### Aim
Repeat all of the rows below, switching "single point" to "single dot" and keeping everything else the same. Leave the pictures out of your answer.

━━━ Record set

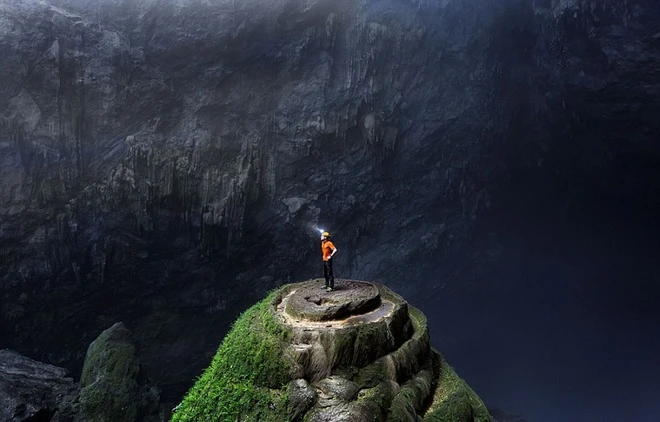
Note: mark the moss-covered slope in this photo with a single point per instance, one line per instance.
(375, 364)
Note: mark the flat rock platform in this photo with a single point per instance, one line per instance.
(311, 302)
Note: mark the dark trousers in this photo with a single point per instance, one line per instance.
(327, 272)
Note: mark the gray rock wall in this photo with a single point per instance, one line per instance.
(165, 162)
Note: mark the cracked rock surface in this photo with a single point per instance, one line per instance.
(163, 163)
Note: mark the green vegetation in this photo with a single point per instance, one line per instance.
(246, 378)
(454, 400)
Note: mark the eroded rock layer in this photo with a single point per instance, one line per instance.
(370, 363)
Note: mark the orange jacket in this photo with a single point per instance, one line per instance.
(326, 248)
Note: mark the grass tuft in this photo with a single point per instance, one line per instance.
(246, 375)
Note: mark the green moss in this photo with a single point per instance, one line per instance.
(454, 400)
(246, 379)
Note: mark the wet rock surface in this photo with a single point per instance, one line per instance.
(370, 363)
(161, 163)
(31, 390)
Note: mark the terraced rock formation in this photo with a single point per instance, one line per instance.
(359, 353)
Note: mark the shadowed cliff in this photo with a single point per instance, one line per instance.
(359, 353)
(161, 162)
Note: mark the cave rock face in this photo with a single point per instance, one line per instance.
(113, 385)
(370, 363)
(31, 390)
(159, 156)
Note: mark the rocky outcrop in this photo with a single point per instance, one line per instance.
(373, 363)
(153, 153)
(114, 385)
(31, 390)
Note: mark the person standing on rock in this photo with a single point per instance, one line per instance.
(329, 250)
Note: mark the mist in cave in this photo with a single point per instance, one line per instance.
(167, 163)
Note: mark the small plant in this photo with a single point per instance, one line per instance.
(246, 376)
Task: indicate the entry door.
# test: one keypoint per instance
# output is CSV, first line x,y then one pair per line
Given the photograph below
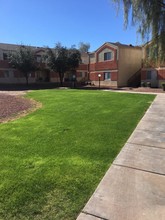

━━━━━━

### Response to this task
Note: mark the moss-covered slope in this photo with a single dot per instance, one line per instance.
(375, 364)
Note: mark the flat rock platform in this photo with a single dot per instance, one line per instance.
(311, 302)
Note: mark the dark trousers in this photo with a single dot per instance, one line per instance.
(327, 272)
Note: mark the gray rock wall in this photo with a single dot per instance, one line per instance.
(165, 162)
Note: mark the cracked rock surface in this photo with a single dot per instance, one line per instance.
(163, 163)
Note: mark the green vegetation in this photo with a single dot per instance, one line per instance.
(246, 378)
(454, 400)
Note: mark the eroded rock layer in this photo with a single dot per instance, one line per instance.
(370, 363)
Note: mark the orange jacket in this photo with a single dot per instance, one line per instance.
(326, 248)
Note: mark the grass tuft in this photo with a single dot per instance, one line per instance.
(246, 375)
Note: mark the green moss in this photo with a single dot per instance, one line per instance.
(454, 400)
(246, 379)
Note: mark the wet rock surface in this photo with a single dot per instance, one line per instance.
(370, 363)
(161, 163)
(31, 390)
Note: mark the terraced rock formation in this photo with a single dot per instance, one line per instance.
(359, 353)
Note: mark the shadowed cliff in this photo with a single dot per instance, one line per instance.
(359, 353)
(161, 162)
Note: mark the cave rock face in this photo with a single dot per instance, one line per instance.
(113, 385)
(370, 363)
(31, 390)
(159, 156)
Note: mark the rocky outcrop in this photo with a single dot per instance, one line per instance.
(373, 363)
(153, 153)
(114, 385)
(31, 390)
Note: mark the person standing on rock in this photo with a single dot per instance, one line per instance.
(329, 250)
Note: mark the mist in cave in this photo with a single dot per instance, one line per instance.
(167, 163)
Note: mark the small plant in this photo with a single dot per instance, one line per instance.
(246, 376)
Task: indicate the entry door.
# test: one keypoint per instance
# output is CSV, first line x,y then one pair per line
Given the photograph below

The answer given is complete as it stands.